Reproduce everything in the entries below, from the line containing "the green grass." down to the end of the entries, including both ends. Omit the pictures.

**** Data records

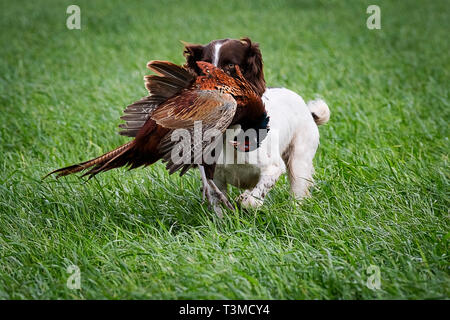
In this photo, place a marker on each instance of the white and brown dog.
(291, 119)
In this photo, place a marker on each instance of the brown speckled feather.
(176, 100)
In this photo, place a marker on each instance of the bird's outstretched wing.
(171, 79)
(194, 111)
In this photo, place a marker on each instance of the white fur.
(298, 139)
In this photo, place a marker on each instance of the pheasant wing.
(171, 79)
(194, 111)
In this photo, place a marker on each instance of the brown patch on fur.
(243, 53)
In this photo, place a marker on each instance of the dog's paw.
(248, 201)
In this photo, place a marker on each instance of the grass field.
(382, 180)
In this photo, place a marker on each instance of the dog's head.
(226, 54)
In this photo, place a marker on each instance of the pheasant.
(178, 99)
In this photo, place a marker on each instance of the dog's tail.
(319, 111)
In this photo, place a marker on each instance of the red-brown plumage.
(176, 100)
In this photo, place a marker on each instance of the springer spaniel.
(291, 119)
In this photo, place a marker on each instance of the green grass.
(382, 191)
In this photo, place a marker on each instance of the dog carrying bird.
(177, 100)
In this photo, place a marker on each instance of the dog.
(293, 123)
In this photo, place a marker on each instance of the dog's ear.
(253, 69)
(192, 53)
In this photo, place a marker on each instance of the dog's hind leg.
(299, 162)
(254, 198)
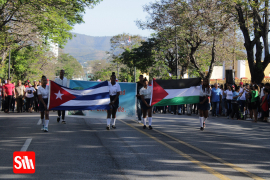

********

**The completed task**
In this photo, place a marker on each instance of the green grass.
(382, 191)
In this photo, place a marker on each instance of the dog carrying bird.
(177, 100)
In this photo, place a marker on each instance of the dog.
(293, 123)
In this photo, place a marker on each instance of the dog's ear.
(253, 69)
(192, 53)
In this photo, place a marker on each instance of the dog's hind leg.
(299, 162)
(254, 198)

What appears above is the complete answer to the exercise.